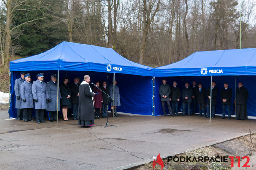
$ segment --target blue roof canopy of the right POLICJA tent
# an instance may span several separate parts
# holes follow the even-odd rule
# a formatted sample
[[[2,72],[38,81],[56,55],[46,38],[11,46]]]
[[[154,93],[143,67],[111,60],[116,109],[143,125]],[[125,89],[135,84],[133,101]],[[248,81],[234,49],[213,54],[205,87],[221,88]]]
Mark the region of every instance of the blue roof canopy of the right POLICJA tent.
[[[256,75],[256,48],[195,52],[155,68],[156,77]]]

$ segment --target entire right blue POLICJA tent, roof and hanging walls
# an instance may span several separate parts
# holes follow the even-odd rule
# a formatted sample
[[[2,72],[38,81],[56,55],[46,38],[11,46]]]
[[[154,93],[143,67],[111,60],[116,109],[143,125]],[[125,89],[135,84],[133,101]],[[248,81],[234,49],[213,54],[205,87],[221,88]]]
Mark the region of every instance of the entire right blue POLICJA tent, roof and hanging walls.
[[[243,82],[244,87],[249,90],[248,115],[256,116],[256,91],[252,90],[256,84],[256,48],[195,52],[181,61],[155,68],[155,76],[155,93],[158,93],[162,78],[166,78],[171,85],[173,81],[177,81],[181,89],[185,82],[191,84],[192,81],[201,82],[208,88],[212,76],[212,81],[216,81],[219,87],[219,95],[223,83],[228,82],[229,87],[233,89],[232,100],[235,99],[237,83]],[[159,98],[159,95],[156,95],[156,115],[162,113]],[[219,98],[217,102],[216,113],[221,114]],[[181,103],[179,105],[181,106]]]

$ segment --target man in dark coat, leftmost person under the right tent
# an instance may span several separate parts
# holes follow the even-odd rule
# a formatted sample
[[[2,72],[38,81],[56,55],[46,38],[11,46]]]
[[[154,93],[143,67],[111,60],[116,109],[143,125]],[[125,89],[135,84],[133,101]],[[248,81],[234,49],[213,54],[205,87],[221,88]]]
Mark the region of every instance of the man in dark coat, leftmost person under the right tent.
[[[169,84],[166,84],[166,79],[163,79],[162,81],[163,81],[163,84],[161,84],[159,87],[159,95],[161,96],[161,104],[163,107],[164,116],[166,116],[165,102],[167,103],[170,116],[173,116],[172,107],[171,107],[171,103],[170,103],[170,97],[169,97],[169,95],[171,93],[171,88],[170,88]]]

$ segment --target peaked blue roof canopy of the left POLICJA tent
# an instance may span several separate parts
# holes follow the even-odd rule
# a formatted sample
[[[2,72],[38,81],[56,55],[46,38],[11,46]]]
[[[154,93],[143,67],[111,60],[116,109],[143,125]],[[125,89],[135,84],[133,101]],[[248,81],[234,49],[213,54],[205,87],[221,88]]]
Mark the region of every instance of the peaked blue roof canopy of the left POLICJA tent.
[[[96,71],[141,76],[154,74],[152,67],[129,61],[112,48],[65,41],[44,53],[10,62],[10,71],[36,70]]]

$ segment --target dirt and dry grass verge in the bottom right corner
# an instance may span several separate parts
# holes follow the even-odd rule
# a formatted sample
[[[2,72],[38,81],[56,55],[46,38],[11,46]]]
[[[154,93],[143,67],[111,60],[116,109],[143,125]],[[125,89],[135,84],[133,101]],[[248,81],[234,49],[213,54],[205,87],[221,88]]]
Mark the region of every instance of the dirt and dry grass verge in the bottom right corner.
[[[252,142],[251,142],[252,140]],[[253,156],[254,155],[254,156]],[[167,159],[164,159],[164,170],[233,170],[234,168],[231,168],[231,159],[229,159],[229,156],[249,156],[255,157],[256,155],[256,134],[253,135],[246,135],[240,138],[236,138],[233,140],[229,140],[223,143],[219,143],[213,146],[208,146],[200,149],[196,149],[193,151],[185,152],[180,155],[176,155],[180,158],[180,156],[188,156],[191,158],[196,157],[198,160],[199,156],[208,156],[208,157],[217,157],[217,156],[227,156],[228,162],[193,162],[193,163],[187,163],[187,162],[174,162],[174,161],[167,161]],[[220,160],[220,159],[218,159]],[[246,162],[246,161],[245,161]],[[252,167],[252,165],[255,164],[255,160],[251,160],[248,165]],[[240,166],[242,167],[244,165],[243,163],[240,163]],[[234,167],[237,167],[237,161],[234,159]],[[144,166],[140,166],[138,168],[135,168],[133,170],[152,170],[152,162],[148,163]],[[155,170],[161,170],[161,166],[156,164]],[[243,168],[242,168],[243,169]],[[249,168],[250,169],[250,168]],[[256,168],[252,168],[256,169]]]

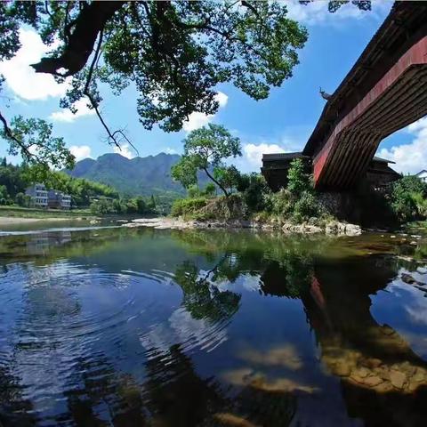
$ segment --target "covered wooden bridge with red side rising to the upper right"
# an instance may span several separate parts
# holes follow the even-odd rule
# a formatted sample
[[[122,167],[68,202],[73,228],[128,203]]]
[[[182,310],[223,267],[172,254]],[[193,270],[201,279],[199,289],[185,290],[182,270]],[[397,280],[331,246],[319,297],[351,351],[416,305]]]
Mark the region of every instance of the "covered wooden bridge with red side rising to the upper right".
[[[380,142],[425,115],[427,2],[396,2],[326,102],[302,153],[292,154],[310,159],[318,189],[351,189],[376,167]],[[262,173],[273,182],[271,156],[264,155]],[[283,173],[288,163],[283,157]]]

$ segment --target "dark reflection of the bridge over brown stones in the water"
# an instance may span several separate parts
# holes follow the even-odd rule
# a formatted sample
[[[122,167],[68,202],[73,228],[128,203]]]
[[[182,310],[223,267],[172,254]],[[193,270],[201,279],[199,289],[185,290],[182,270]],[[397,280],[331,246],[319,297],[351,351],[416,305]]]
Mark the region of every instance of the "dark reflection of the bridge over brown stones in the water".
[[[302,301],[322,362],[341,378],[349,414],[376,420],[369,425],[423,425],[427,363],[370,312],[369,294],[383,289],[395,274],[384,266],[373,269],[369,259],[340,268],[318,265]]]

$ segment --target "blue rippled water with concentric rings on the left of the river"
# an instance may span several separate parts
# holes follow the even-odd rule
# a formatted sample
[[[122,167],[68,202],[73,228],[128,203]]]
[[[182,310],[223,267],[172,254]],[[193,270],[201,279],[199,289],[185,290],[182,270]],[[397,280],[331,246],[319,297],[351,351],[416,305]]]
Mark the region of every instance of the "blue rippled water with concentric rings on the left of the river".
[[[228,320],[191,314],[168,271],[22,262],[4,267],[0,280],[1,387],[12,396],[7,405],[43,415],[40,425],[67,420],[70,399],[119,399],[114,384],[126,370],[144,383],[149,364],[157,385],[173,381],[188,369],[177,346],[208,352],[227,340]],[[0,414],[5,405],[0,398]]]

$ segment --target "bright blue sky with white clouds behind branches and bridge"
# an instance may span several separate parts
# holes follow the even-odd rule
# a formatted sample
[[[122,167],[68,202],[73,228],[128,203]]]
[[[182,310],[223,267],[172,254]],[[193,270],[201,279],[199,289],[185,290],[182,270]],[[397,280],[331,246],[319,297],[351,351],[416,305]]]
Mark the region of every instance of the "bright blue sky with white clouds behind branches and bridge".
[[[104,91],[102,111],[111,127],[125,127],[140,156],[148,156],[160,151],[181,153],[181,141],[190,129],[209,121],[222,124],[241,138],[244,155],[233,163],[244,171],[259,171],[262,152],[302,149],[325,105],[318,94],[319,86],[328,93],[334,92],[390,11],[391,2],[374,2],[372,12],[360,12],[348,4],[334,14],[327,12],[327,2],[307,6],[297,2],[287,4],[290,16],[308,28],[309,40],[300,51],[300,64],[294,68],[294,77],[282,87],[272,89],[267,100],[254,101],[232,85],[222,85],[218,87],[222,107],[214,117],[197,113],[181,132],[164,133],[158,128],[149,132],[140,125],[133,88],[119,97]],[[0,98],[4,115],[10,118],[22,114],[52,121],[55,133],[65,138],[77,159],[113,152],[113,147],[104,142],[101,124],[85,108],[85,102],[76,116],[60,109],[64,88],[56,85],[52,77],[35,75],[28,67],[44,50],[36,33],[25,28],[20,37],[23,47],[17,57],[0,63],[0,73],[6,77],[3,94],[12,99]],[[4,156],[5,149],[2,144],[0,156]],[[426,119],[391,135],[378,152],[395,160],[396,169],[405,173],[416,173],[426,167],[426,153]],[[126,145],[120,154],[136,155]]]

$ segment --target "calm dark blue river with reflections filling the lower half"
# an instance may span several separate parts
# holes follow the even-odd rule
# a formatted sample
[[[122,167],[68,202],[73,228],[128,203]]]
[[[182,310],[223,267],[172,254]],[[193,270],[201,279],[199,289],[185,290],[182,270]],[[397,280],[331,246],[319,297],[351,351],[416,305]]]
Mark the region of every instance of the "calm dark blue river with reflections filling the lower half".
[[[1,237],[1,423],[426,425],[423,241]]]

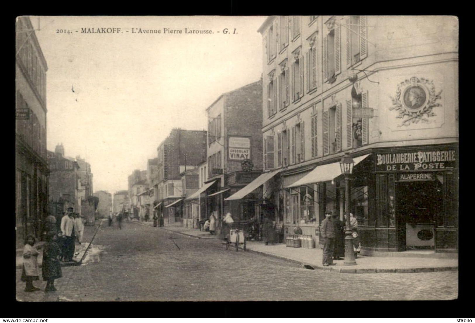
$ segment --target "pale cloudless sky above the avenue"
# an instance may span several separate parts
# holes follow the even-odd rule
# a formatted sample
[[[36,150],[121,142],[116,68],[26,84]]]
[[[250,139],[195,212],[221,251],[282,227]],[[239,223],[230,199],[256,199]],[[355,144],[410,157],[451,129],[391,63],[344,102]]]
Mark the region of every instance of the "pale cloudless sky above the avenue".
[[[220,94],[262,74],[263,16],[30,19],[48,66],[47,149],[86,158],[94,191],[127,189],[172,128],[206,129]],[[113,32],[87,33],[98,28]]]

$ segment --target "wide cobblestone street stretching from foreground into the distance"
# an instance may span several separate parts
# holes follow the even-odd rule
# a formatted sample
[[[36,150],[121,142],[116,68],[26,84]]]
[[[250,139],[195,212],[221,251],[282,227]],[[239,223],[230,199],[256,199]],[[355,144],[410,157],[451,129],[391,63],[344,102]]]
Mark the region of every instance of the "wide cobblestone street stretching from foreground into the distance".
[[[94,230],[85,232],[90,240]],[[343,274],[309,270],[218,239],[188,238],[137,222],[103,222],[83,264],[63,267],[57,292],[23,291],[19,301],[449,300],[458,272]],[[44,289],[46,282],[35,286]],[[348,289],[348,286],[352,286]]]

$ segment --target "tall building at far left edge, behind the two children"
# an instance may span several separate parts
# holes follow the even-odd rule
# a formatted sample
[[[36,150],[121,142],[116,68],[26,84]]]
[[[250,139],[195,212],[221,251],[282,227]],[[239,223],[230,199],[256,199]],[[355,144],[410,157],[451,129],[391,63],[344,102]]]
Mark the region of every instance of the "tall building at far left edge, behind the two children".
_ _ _ _
## The task:
Copy every line of the records above that contains "building".

## Answer box:
$ segment --target "tall building at far left edge, behind the two children"
Mark the region of every instance of the "tall building at far left edge, behind the two children".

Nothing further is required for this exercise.